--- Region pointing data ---

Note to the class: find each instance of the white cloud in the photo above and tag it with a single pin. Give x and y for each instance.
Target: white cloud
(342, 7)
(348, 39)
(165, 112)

--- Your goal ---
All records above must be printed again, exactly.

--- Response area ---
Note to the class: find each instance of the white cloud in the photo above and tag it with a single pin. Give x and y for each instance.
Target: white cloud
(342, 7)
(348, 39)
(165, 112)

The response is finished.